Texto proporcionado.

┌────────

Cuando era un pequeño, después de haber logrado rescatar a la esquiva princesa en mi consola de 8-bits Nintendo, me surgió una pregunta irresoluble, a saber: ¿era posible derrotar a Bowser con el puro tacto de Mario, si llegaba con el poder de una estrella (Starman)? Es decir, en el juego todo sucumbía ante el poder titilante de un Mario devorador de estrellas; hasta los acorazados irrompibles, morían con el mero contacto. Tras obtener más experiencia en videojuegos, descubrí que era una técnica, ahora usual en la industria, a saber: otorgarle al jugador un estado de invulnerabilidad, de supremacía, que si bien dura unos pocos segundos, es tan poderosa como destructiva. No hay enemigo que pueda resistir al poder supremo. Esto es manifiesto en algunos juegos (Mario, Sonic, Rayman, Darksiders, etc.), y discreto en otros (la primerísima misión de Altair en Assassins Creed o de Alex Mercer en Prototype), pero en todos estos juegos la mecánica es la misma: en un cierto momento somos más de lo que somos, es una posesión sobrenatural de algo o el recurso extraordinario a algo que nos permite con el mero “tacto” destruir a nuestro enemigo.

└────────

Instrucciones.
a) Enumera los juegos que el texto sobre videojuegos cita como ejemplos de la mecánica de invulnerabilidad.
b) Escribe el fragmento que sigue al final del texto sobre videojuegos.

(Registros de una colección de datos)
┌────────

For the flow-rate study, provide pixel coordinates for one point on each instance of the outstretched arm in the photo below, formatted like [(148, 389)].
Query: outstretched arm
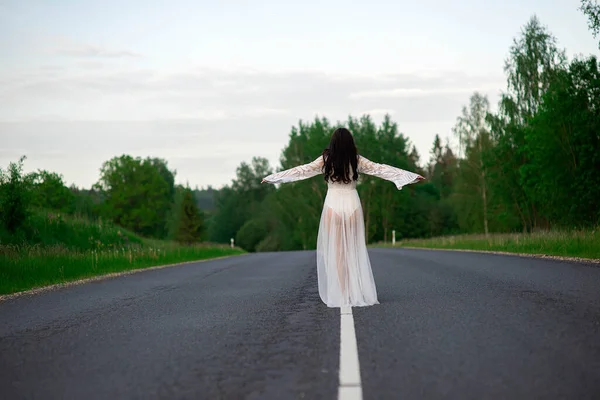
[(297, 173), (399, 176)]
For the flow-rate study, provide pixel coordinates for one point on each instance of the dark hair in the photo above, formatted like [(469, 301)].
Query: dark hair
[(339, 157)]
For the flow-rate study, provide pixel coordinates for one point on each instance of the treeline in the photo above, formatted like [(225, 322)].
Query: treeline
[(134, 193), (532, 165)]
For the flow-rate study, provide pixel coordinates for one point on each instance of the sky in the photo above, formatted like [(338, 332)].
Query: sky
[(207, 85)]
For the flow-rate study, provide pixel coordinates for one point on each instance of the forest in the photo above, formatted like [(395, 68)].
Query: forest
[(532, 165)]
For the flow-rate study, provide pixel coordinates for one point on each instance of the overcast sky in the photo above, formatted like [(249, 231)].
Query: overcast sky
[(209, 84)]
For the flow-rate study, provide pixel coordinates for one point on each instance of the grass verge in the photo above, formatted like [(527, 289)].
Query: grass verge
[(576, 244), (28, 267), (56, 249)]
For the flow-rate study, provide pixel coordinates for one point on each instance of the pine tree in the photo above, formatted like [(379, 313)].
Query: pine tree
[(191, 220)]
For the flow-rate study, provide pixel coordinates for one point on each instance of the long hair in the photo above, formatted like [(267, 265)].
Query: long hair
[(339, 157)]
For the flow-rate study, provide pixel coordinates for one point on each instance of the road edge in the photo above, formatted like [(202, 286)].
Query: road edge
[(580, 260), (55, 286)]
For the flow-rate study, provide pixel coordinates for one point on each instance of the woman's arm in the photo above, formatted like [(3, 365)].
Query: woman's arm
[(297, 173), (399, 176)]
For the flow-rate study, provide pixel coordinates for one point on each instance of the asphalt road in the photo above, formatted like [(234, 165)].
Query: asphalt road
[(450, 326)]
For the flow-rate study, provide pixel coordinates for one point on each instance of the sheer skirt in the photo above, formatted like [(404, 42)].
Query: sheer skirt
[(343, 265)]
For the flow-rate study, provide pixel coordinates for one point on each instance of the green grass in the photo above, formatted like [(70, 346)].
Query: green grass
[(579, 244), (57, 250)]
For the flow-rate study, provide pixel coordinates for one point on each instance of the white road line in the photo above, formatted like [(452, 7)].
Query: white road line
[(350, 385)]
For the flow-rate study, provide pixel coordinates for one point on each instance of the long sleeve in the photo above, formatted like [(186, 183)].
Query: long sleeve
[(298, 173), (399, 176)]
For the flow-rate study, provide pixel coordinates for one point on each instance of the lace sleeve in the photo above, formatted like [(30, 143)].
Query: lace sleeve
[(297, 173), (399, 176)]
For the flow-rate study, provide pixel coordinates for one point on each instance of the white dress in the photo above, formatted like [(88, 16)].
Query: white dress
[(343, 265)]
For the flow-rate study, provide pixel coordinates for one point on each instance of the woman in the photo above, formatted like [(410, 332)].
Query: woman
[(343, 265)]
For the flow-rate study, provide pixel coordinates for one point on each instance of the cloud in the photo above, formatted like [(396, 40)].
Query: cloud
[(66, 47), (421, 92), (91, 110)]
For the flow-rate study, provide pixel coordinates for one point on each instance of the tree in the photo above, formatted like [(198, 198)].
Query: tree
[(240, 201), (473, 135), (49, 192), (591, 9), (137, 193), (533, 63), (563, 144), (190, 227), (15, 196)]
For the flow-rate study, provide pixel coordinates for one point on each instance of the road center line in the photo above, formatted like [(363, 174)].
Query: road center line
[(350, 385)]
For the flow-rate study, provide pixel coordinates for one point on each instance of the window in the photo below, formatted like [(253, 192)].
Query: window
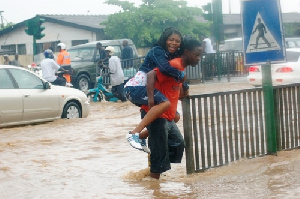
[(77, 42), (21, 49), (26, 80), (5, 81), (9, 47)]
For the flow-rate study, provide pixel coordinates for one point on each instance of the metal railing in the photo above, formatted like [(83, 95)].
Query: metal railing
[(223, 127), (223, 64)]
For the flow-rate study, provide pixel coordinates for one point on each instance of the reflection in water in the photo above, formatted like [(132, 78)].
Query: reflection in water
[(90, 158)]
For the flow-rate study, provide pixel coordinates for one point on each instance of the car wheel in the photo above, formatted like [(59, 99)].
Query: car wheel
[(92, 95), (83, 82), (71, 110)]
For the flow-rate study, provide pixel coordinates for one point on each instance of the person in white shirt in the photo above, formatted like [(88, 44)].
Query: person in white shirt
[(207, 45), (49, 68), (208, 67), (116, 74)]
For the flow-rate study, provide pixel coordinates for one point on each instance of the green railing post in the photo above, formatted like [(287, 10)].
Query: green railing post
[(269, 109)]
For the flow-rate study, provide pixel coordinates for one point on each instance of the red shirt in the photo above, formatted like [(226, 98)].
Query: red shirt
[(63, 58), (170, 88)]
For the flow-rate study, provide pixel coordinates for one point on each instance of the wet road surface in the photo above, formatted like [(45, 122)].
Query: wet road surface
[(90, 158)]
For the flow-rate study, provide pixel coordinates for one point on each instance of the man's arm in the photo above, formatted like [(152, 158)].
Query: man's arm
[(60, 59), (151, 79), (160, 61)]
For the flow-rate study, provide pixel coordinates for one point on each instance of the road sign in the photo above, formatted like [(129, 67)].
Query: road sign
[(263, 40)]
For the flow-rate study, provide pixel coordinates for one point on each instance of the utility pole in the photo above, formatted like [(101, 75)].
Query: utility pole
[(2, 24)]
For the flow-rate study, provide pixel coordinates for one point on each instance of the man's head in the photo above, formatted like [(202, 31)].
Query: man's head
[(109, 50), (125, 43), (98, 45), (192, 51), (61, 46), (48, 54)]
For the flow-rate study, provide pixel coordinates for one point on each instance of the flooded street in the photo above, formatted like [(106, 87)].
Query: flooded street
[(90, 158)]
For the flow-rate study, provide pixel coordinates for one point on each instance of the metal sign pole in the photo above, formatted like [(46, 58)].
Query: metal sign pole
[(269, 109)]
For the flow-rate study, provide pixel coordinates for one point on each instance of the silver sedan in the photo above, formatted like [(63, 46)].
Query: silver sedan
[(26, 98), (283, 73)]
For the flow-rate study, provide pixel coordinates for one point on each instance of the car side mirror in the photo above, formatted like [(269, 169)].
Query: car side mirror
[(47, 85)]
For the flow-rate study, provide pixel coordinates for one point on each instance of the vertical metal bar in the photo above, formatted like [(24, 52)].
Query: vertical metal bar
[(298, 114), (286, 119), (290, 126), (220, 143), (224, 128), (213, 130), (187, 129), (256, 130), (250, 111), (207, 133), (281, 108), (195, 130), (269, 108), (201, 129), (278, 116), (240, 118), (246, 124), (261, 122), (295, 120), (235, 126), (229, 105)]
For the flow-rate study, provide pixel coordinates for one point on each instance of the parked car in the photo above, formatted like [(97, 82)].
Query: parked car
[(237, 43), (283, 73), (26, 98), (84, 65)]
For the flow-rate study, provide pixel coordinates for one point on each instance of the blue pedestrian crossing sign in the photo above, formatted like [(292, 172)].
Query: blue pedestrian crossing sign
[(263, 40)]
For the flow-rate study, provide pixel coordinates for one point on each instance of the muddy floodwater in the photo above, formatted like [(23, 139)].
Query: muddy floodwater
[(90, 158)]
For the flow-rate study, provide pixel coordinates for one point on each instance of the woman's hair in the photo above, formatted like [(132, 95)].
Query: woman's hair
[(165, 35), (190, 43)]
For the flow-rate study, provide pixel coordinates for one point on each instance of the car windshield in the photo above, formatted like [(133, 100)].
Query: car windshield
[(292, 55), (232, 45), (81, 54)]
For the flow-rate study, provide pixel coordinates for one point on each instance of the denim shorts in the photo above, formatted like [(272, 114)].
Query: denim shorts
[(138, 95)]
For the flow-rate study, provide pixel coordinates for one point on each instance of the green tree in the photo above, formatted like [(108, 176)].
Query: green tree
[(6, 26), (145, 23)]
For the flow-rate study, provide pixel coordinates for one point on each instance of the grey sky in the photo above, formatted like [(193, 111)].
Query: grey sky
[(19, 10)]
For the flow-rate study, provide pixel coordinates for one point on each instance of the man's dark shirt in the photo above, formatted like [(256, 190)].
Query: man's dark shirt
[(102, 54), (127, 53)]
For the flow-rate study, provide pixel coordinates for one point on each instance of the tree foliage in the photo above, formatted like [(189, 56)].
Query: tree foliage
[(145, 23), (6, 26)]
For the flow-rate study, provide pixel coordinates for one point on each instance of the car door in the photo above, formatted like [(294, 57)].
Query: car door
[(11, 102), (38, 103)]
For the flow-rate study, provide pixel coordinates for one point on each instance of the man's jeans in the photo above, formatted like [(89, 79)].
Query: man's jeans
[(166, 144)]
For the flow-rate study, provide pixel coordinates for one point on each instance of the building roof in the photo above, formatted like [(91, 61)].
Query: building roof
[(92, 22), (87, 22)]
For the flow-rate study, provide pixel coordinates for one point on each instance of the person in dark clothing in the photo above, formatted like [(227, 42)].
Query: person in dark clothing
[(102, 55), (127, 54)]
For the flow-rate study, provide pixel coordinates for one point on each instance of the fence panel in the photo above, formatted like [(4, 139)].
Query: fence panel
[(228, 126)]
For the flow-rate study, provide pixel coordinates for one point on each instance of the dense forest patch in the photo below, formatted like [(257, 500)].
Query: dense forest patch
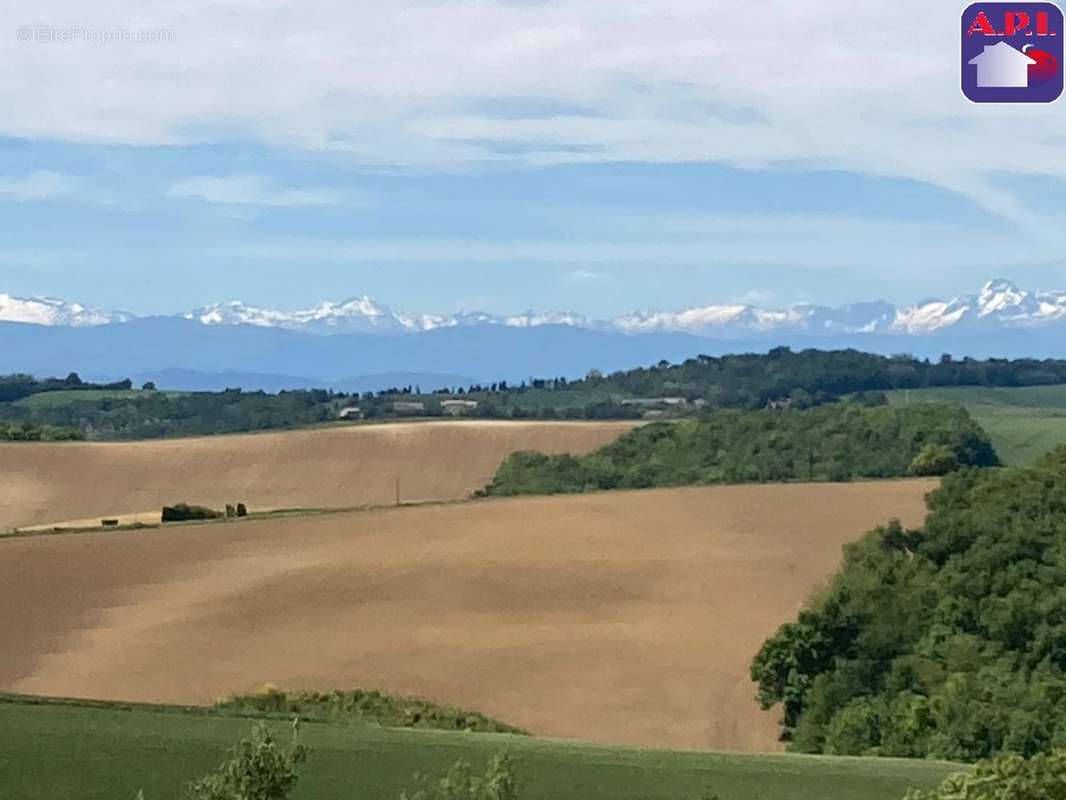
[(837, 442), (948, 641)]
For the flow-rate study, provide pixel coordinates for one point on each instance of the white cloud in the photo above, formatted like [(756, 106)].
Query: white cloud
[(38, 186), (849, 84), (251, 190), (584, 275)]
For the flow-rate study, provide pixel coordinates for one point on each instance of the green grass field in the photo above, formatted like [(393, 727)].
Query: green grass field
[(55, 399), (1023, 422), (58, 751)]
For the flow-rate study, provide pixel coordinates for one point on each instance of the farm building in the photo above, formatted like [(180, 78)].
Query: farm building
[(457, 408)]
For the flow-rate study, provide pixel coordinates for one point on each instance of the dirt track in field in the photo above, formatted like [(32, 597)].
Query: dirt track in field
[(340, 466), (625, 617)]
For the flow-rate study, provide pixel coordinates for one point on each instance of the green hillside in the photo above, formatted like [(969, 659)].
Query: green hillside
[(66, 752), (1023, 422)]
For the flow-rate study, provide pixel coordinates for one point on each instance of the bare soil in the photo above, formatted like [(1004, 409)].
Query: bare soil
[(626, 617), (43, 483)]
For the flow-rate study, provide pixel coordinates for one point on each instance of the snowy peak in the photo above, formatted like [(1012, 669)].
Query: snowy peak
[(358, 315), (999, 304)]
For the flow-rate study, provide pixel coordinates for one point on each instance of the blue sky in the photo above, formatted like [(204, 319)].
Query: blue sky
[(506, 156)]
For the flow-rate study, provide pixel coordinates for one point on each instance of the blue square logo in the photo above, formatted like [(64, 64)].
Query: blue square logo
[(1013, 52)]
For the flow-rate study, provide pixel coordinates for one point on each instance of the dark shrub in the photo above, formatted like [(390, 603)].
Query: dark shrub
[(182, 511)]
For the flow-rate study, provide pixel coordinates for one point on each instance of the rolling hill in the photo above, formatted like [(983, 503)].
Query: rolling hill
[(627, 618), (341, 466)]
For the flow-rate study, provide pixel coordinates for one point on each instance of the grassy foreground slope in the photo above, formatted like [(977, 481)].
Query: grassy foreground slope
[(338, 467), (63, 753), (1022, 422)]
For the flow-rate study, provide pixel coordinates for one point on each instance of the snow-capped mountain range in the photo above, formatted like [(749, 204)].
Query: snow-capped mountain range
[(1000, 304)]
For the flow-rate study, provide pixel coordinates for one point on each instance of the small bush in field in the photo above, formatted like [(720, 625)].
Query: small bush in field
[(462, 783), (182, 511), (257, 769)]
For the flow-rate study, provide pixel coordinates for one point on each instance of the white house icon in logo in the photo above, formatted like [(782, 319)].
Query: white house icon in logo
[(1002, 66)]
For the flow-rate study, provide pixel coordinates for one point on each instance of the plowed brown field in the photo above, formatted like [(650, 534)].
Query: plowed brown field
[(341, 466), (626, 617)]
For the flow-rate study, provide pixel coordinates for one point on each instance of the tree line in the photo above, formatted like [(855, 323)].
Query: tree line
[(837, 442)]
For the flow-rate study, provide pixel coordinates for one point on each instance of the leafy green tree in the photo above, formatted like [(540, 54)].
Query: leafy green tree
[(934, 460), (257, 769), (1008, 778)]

└────────

Respuestas por tarea.
a) Mario, Sonic, Rayman, Darksiders, Assassins Creed y Prototype.

b)
Seria una mera estrategia de diseño de videojuegos, si no se escondiera un concepto tras esta mecánica, a saber: lo que los griegos llamaron thymos, un estado de exaltación momentánea, la posesión de un elemento no humano que es capaz de llevar lo humano más allá de sus propios límites y que está ligada con la propia valía. No todos adquieren ese poder, y el poder mismo implica ser reconocido. Esta mecánica, que resulta eventualmente adictiva, porque nos llena de poder así sea momentáneamente, es una prefiguración de lo que en su momento caracterizó a Aquiles y que constituye la primera línea de la Iliada: “Canta, oh Musa, la cólera del pélida Aquiles...” La ira de Aquiles, ante el trato que Agamenón le brinda, y ante la muerte de su amante, Patroclo, esta ira doblega a los mismos Dioses, quienes se apresuran a forjar una nueva armadura para el semidiós. La Ilíada misma trata del modo en que la ira de Aquiles le da un “extra” al mundo, y el poeta convoca a las mismas musas para que canten no a Aquiles, sino a su cólera, elemento divino, un extra en el mundo, que desata una novedad.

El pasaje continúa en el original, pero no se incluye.